Virginia Woolf famously said that, if she is to write fiction, ‘a woman must have money and a room of her own’.

This book explores how male and female writers have over the last two centuries found rooms that inspired them to write, from Tennessee Williams’ garret in New Orleans to the room with a view that E.M. Forster coveted in Florence.

En route I was able discover something of Damon Runyon’s New York, Graham Greene’s Saigon, and George Sand’s Venice.

Not every great writer or every room that has witnessed great literature has made it into these 50 chapters. This was very much a personal quest in pursuit of writers who interested me and I didn’t want to spend too much time in birthplaces that have been turned into well-meaning museums.

For some of the authors in this book, sitting in the right room was all-important. Marcel Proust’s housekeeper claimed that having to relocate from the apartment where he began À la recherche du temps perdu exacerbated his ill-health and hastened his death, leaving that ambitious novel sequence incomplete. Victor Hugo spent a fortune turning his house on Guernsey into a very personal Hugo theme park.

For other writers the room can become a location in their fiction. H.G. Wells set one of his bestselling works, Mr Britling Sees It Through, in his own house in Essex. Olivia Manning used her own Cairo flat in the Levant Trilogy. But others had no need for their subject matter to be in front of them. James Joyce wrote exclusively about Dublin while sitting in his favourite Paris restaurants.
--------------------------------
▸ **Assignment 1**
Retype the part of the introduction on writers' rooms from "Not every great" up to and including "into well-meaning museums.".
▸ **Assignment 2**
Using the introduction on writers' rooms, answer these questions:
(a) In which city was Tennessee Williams' garret?
(b) In which county was the house that H.G. Wells used as the setting for Mr Britling Sees It Through?
(c) Where did James Joyce sit while writing about Dublin?
▸ **Assignment 3**
Write a continuation of the introduction on writers' rooms, starting after its final sentence.
--------------------------------
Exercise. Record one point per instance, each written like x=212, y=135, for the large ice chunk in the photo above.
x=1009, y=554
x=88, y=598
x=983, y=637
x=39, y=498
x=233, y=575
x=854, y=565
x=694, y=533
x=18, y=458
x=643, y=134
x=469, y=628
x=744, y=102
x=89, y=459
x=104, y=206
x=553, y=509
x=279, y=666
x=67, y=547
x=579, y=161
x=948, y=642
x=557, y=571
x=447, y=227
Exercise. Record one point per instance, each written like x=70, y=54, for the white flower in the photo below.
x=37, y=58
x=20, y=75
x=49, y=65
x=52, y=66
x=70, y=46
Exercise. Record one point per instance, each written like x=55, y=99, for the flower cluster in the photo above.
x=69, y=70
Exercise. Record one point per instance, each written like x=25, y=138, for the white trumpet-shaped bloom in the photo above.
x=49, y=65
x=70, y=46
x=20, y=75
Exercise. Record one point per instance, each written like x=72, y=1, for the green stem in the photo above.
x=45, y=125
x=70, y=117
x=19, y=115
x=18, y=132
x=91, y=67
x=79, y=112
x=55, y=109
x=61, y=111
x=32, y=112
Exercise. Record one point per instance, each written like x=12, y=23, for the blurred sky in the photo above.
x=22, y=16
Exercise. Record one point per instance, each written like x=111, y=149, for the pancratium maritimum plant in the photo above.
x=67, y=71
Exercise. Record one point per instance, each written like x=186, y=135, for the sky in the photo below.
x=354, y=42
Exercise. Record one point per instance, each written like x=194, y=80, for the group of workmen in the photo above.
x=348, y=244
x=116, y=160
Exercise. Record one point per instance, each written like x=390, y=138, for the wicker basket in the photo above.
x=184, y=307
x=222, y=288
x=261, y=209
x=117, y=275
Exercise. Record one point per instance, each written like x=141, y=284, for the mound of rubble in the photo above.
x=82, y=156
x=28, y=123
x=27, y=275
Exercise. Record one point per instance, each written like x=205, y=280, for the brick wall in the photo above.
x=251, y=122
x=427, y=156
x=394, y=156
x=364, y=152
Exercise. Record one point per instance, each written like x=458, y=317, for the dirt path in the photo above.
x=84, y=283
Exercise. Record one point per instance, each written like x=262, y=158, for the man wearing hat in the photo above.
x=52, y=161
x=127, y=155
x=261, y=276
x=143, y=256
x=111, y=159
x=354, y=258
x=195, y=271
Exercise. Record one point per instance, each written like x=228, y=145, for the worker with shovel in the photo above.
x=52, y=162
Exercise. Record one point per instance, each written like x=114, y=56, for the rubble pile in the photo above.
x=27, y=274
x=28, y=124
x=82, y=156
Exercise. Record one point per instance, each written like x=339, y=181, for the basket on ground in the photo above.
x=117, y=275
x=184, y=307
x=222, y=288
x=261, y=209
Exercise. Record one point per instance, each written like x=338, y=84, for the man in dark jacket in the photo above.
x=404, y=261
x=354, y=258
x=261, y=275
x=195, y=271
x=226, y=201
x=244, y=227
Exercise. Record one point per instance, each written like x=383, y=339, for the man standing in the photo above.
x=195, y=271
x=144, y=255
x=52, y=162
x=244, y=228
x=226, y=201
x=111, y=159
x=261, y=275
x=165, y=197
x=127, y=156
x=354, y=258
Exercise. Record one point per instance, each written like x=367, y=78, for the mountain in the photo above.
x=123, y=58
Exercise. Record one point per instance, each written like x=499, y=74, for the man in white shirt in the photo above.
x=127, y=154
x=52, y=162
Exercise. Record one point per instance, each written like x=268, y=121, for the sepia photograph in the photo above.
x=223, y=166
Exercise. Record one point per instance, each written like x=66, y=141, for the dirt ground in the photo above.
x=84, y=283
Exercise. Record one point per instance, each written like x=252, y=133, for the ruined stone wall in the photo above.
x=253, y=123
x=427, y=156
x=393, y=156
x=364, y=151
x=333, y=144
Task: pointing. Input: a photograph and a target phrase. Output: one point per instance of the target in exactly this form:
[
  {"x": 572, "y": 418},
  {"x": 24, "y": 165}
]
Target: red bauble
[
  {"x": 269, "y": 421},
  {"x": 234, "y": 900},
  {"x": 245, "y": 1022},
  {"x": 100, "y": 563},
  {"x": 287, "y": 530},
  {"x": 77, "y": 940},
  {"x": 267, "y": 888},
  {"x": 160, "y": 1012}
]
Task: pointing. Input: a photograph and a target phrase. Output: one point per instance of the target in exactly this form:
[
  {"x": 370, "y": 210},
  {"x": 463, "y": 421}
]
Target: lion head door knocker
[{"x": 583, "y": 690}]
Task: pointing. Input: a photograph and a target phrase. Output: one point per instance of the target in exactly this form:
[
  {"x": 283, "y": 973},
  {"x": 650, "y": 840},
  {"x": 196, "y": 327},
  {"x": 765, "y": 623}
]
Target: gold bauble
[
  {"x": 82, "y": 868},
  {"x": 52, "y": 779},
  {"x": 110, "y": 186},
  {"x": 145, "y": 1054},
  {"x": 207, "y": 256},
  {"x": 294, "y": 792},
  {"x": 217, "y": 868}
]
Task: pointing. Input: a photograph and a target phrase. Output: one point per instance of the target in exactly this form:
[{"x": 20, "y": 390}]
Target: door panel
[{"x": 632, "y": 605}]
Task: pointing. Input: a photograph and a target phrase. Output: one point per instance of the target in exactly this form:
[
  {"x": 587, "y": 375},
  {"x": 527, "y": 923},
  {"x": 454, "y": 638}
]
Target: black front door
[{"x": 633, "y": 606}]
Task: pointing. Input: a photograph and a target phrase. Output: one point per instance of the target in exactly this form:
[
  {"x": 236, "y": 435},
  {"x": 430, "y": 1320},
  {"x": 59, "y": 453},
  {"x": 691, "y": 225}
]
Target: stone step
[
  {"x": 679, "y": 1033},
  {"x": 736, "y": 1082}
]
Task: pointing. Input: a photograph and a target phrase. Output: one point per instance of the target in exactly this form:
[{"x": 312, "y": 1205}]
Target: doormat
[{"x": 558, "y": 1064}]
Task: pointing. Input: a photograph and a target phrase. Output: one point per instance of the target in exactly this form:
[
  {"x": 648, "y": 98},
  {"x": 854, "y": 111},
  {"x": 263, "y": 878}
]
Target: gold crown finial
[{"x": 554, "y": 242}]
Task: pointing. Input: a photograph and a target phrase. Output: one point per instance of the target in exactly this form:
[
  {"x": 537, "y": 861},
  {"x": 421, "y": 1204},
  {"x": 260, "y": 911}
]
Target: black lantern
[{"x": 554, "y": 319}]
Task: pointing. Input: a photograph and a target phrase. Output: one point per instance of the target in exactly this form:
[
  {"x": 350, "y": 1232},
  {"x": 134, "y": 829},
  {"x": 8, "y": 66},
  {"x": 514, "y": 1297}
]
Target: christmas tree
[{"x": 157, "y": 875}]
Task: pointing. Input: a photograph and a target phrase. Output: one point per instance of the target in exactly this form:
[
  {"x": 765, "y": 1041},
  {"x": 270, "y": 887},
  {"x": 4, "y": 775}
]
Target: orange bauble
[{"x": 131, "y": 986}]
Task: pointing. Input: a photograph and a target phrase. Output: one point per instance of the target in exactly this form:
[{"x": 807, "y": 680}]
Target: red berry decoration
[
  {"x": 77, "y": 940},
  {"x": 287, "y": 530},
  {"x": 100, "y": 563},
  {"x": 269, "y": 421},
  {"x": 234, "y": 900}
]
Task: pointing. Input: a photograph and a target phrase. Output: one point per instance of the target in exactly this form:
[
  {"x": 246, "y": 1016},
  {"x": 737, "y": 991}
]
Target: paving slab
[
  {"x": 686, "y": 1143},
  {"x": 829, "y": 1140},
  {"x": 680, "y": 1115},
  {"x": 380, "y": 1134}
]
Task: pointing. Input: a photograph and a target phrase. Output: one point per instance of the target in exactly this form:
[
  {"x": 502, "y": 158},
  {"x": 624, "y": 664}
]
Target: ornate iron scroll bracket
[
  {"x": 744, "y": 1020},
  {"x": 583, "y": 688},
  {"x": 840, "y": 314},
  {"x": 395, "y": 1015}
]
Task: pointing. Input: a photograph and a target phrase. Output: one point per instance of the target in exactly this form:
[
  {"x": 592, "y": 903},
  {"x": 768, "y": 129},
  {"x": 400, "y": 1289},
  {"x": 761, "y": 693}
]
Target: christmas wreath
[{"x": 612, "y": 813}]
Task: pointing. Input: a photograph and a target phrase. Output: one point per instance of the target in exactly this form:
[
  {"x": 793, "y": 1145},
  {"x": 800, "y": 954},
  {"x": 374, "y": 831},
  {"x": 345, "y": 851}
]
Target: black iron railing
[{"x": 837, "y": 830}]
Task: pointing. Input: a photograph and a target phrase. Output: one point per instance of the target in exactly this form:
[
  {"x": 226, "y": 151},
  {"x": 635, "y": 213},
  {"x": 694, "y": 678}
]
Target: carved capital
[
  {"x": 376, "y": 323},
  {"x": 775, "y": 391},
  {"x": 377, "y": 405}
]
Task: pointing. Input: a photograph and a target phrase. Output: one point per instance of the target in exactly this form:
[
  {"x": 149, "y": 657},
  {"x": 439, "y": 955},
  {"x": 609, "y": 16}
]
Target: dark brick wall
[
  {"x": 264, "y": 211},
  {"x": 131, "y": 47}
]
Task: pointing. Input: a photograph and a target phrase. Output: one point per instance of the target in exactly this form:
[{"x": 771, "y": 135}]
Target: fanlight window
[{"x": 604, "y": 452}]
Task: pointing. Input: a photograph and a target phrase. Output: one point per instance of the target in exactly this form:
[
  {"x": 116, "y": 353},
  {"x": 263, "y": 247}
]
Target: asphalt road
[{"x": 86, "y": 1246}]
--------------------------------
▸ **Result 1**
Not every great writer or every room that has witnessed great literature has made it into these 50 chapters. This was very much a personal quest in pursuit of writers who interested me and I didn’t want to spend too much time in birthplaces that have been turned into well-meaning museums.

▸ **Result 2**
(a) New Orleans.
(b) Essex.
(c) In his favorite restaurants in Paris.

▸ **Result 3**
Over the last few years I’ve visited rooms where the author’s presence is almost palpable in the arrangement of every individual object, and others that seem to bear no relationship to the author or the work produced there.

Some writers have preferred to work in a favourite café – J.K. Rowling is only a recent example in a line that stretches back well beyond Sartre. Oscar Wilde liked to write and entertain in expensive hotels but Hemingway and Noël Coward stayed in the best hotels around the world simply because they could. They could write well regardless of their surroundings.

I’ve also followed my writers into pubs, apartments, holiday cottages and homes that are now literary museums.

There are some surprises along the way: young Norman Mailer, staying in his parents’ apartment, trying to have a conversation by the mailboxes with the diffident playwright who lived downstairs and concluding that Arthur Miller could go to hell; Erich Maria Remarque locked in the bathroom by Marlene Dietrich when the Nazis came to visit; a delirious Somerset Maugham overhearing the manageress of his hotel asking the doctor to remove him to hospital as a death would be bad for business.

This book consists of 50 literary pilgrimages – to London, Oxford, Paris, Berlin and St Petersburg, as well as to Italy, America, North Africa and the Far East. I didn’t just want to write about writers beavering away in the family’s spare room so I followed many on their travels – because writers do love to travel. Sometimes they are seeking the ideal place in which to work, sometimes they are escaping from life at home. Often they are travelling because their success makes it possible and they know all they need is a pen and paper – or laptop – to continue writing and so they seize on invitations with alacrity.

There is always something to be learned when you visit the place where a book was written. Sometimes the location features directly in what ends up on the page, but more often than not it’s significantly altered. We expect writers to be good at their craft and we like them to be inspired by their surroundings, but we can’t expect them to be honest as well.